Then over to the main stage for Paul McCartney. He was great, opened with “Jet,” played a ton of beatles songs, had 300 foot tall HD video screens so everyone could see, and was generally awesome. It was the anniversary of Linda’s death, so that was sad. He played “Blackbird” and “The Long and Winding Road” and “Got To Get You Into My Life” and a bunch of other Beatles songs, and Wings songs. Maybe a bit too many new ones, but it was awesome.

Day 2

Got to the place as Spearhead was finishing up, sadly, and then checked out Henry Rollins, who was doing spoken word but it was pretty cool. Always gotta love Henry. Then a DJ set by The Bloody Beetroots who I have no idea about but if you can get 10,000 people raving in 100 degree heat you must be doing something right. Then we went to see Glasvegas but they were cancelled, sadly, and then Calexico who were doing their Calexico thing which I like on record but have never super gotten into as much as their Giant Sand/Friends of Dean Martinez associates. Then TV On The Radio who were AWESOME. Amazing new super fast version of “Staring at the Sun,” new songs that were awesome, and confidence and great stage presence, and YES. Then Fleet Foxes who are so insanely, perfectly talented and great that you have trouble even believing it’s live. I felt this the first time I saw them last year @ Emo’s, but even moreso now with all these people there. Just perfect. Then a bit of Junior Boys who were kinda boring, then Electric Touch which were actually pretty great in their own special glam rock way. I will check them out again. Then a bit of the Chemical Brothers DJ set, which damn, how awesome would it have been if it was a live set? Then Turbonegro who are so wonderfully insane live that was a great time, then a bit of Glass Candy which was more dance but with giant beach balls and a hot singer, so I’d check that out again.

Then Band of Horses who were doing that whole thing where they open with the rockers (“Great Salt Lake” and, especially” Ghost in my House”) and then settle into mid-tempo tedium. I wish they’d move “Funeral” up their set, too.

Then Thievery Corporation who were so excessive – ten musicians and A DIFFERENT SINGER FOR EVERY SONG. God, tens of thousands of dollars on transatlantic airfares right there. Oh Perry Ferrell was one of the singers.

Then MIA who was a little better than the other times I’ve seen her, but… jesus. Thievery Corporation has ten musicians and ten singers and they can switch from one song to another in seconds, but MIA revels in the between song pause. She doesn’t banter, it’s not for setup, she just DOESN’T FUCKING GET STARTED. And she always has these samples – last year it was a gun shot, this year it was an air horn – and she plays them OVER AND OVER AND OVER until you want to murder someone. Maybe that’s the idea. Maybe it’s experimental. Fuck if I know. I keep giving her a chance and she’s always bordering on disdainful to her audience. Whatever.

### DATASET ROWS
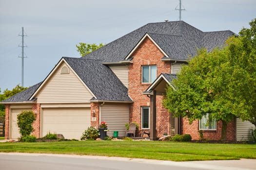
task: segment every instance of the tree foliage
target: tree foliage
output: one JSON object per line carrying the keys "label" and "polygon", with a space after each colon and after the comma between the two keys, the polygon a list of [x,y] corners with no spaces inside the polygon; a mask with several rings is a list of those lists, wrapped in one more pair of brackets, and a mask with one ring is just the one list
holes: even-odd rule
{"label": "tree foliage", "polygon": [[20,129],[21,138],[29,136],[34,131],[33,123],[36,120],[36,116],[31,110],[24,111],[17,116],[17,124]]}
{"label": "tree foliage", "polygon": [[[11,90],[9,90],[6,88],[3,91],[3,94],[0,94],[1,89],[0,88],[0,102],[5,100],[16,94],[20,93],[25,89],[27,87],[22,87],[19,85],[16,85]],[[4,104],[0,104],[0,117],[4,117],[5,115],[5,107]]]}
{"label": "tree foliage", "polygon": [[227,41],[222,49],[206,49],[182,68],[173,86],[167,90],[165,107],[175,117],[190,122],[209,113],[210,119],[222,122],[221,138],[226,126],[240,117],[256,124],[256,20],[250,29]]}
{"label": "tree foliage", "polygon": [[92,52],[92,51],[104,46],[105,45],[100,43],[98,45],[96,44],[86,44],[84,43],[79,43],[79,45],[76,45],[76,47],[78,48],[77,51],[79,52],[80,55],[83,57],[85,55]]}

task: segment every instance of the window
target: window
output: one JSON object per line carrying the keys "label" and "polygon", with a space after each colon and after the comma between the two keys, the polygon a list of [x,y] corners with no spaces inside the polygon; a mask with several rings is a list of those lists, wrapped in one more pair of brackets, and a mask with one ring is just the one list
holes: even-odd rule
{"label": "window", "polygon": [[142,83],[152,83],[157,78],[157,66],[142,66]]}
{"label": "window", "polygon": [[149,107],[142,107],[141,108],[142,129],[149,128]]}
{"label": "window", "polygon": [[209,114],[203,116],[199,121],[200,129],[205,130],[216,130],[216,120],[209,118]]}

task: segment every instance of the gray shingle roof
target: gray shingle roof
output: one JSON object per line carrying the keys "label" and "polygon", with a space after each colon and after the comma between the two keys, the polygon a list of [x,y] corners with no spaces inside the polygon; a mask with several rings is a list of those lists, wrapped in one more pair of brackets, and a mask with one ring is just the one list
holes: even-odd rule
{"label": "gray shingle roof", "polygon": [[[184,21],[149,23],[84,58],[102,60],[106,62],[123,61],[146,33],[158,40],[159,45],[165,49],[166,53],[173,54],[170,56],[179,59],[187,59],[189,54],[194,56],[196,48],[204,47],[211,50],[213,47],[221,47],[228,36],[235,34],[230,31],[203,32]],[[171,43],[172,40],[175,43]],[[169,47],[171,44],[172,46]]]}
{"label": "gray shingle roof", "polygon": [[[195,56],[196,48],[204,47],[211,51],[215,47],[221,47],[229,36],[235,34],[230,31],[203,32],[184,21],[152,23],[121,37],[84,57],[64,58],[96,95],[97,100],[132,101],[128,96],[127,88],[107,66],[101,63],[124,61],[146,33],[174,60],[186,60],[189,55]],[[170,79],[170,82],[175,78],[174,75],[164,75]],[[41,83],[3,102],[26,101]]]}
{"label": "gray shingle roof", "polygon": [[132,101],[128,89],[102,61],[63,57],[97,98],[97,100]]}
{"label": "gray shingle roof", "polygon": [[177,75],[176,74],[162,73],[162,75],[167,79],[169,82],[172,82],[174,79],[177,79]]}
{"label": "gray shingle roof", "polygon": [[16,95],[11,97],[10,98],[2,101],[2,102],[23,102],[24,101],[31,101],[33,102],[36,99],[33,99],[31,101],[29,101],[29,98],[35,93],[36,90],[40,86],[42,82],[40,82],[33,86],[28,88],[26,90],[21,91]]}

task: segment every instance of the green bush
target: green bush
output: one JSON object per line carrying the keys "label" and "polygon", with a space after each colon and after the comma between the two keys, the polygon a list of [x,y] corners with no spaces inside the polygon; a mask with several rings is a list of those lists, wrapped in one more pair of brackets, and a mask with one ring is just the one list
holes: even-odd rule
{"label": "green bush", "polygon": [[22,137],[21,140],[24,142],[35,142],[37,140],[37,137],[33,135],[27,135]]}
{"label": "green bush", "polygon": [[83,132],[83,135],[81,136],[81,140],[95,140],[99,136],[98,130],[93,127],[90,127]]}
{"label": "green bush", "polygon": [[251,139],[249,141],[249,143],[256,143],[256,129],[250,129],[250,131],[251,131]]}
{"label": "green bush", "polygon": [[172,141],[177,142],[190,142],[192,137],[189,134],[176,135],[172,139]]}
{"label": "green bush", "polygon": [[17,124],[20,128],[21,138],[29,136],[34,131],[33,123],[36,120],[36,116],[32,111],[23,111],[17,116]]}
{"label": "green bush", "polygon": [[43,137],[43,139],[56,140],[57,139],[57,135],[51,134],[50,132]]}
{"label": "green bush", "polygon": [[123,140],[127,140],[127,141],[132,141],[132,140],[133,140],[133,139],[130,138],[130,137],[125,137],[123,138]]}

### EXERCISE TASK 1
Repeat the festival write-up word for word, from "Then Band of" up to and including "of the singers.".
### EXERCISE TASK 2
Show each line of the listing that contains the string "roof", matching upper and lower case exactly.
The festival write-up and the listing come from separate, unrelated sources.

### SOLUTION 1
Then Band of Horses who were doing that whole thing where they open with the rockers (“Great Salt Lake” and, especially” Ghost in my House”) and then settle into mid-tempo tedium. I wish they’d move “Funeral” up their set, too.

Then Thievery Corporation who were so excessive – ten musicians and A DIFFERENT SINGER FOR EVERY SONG. God, tens of thousands of dollars on transatlantic airfares right there. Oh Perry Ferrell was one of the singers.

### SOLUTION 2
task: segment every instance of the gray shingle roof
target: gray shingle roof
{"label": "gray shingle roof", "polygon": [[[184,21],[149,23],[84,58],[102,60],[106,62],[123,61],[146,33],[158,40],[159,45],[165,49],[166,53],[173,54],[170,56],[179,59],[187,59],[189,54],[194,56],[196,48],[204,47],[211,50],[213,47],[221,47],[228,36],[235,34],[230,31],[203,32]],[[171,43],[172,40],[175,43]],[[169,47],[171,44],[172,46]]]}
{"label": "gray shingle roof", "polygon": [[[195,56],[196,48],[204,47],[211,51],[215,47],[221,47],[229,36],[235,34],[230,31],[203,32],[184,21],[152,23],[121,37],[84,57],[64,58],[96,95],[97,100],[132,101],[128,96],[127,88],[107,66],[101,63],[124,61],[146,33],[174,60],[186,60],[189,55]],[[170,79],[170,82],[175,78],[174,75],[164,75]],[[41,83],[3,102],[26,101]]]}
{"label": "gray shingle roof", "polygon": [[132,101],[128,89],[102,61],[63,57],[97,98],[97,100]]}
{"label": "gray shingle roof", "polygon": [[177,75],[176,74],[162,73],[162,75],[167,79],[169,82],[172,82],[174,79],[177,79]]}
{"label": "gray shingle roof", "polygon": [[16,95],[11,97],[10,98],[2,101],[2,102],[23,102],[24,101],[31,101],[33,102],[36,99],[33,99],[31,101],[29,101],[29,98],[35,93],[36,90],[40,86],[42,82],[40,82],[33,86],[28,88],[26,90],[21,91]]}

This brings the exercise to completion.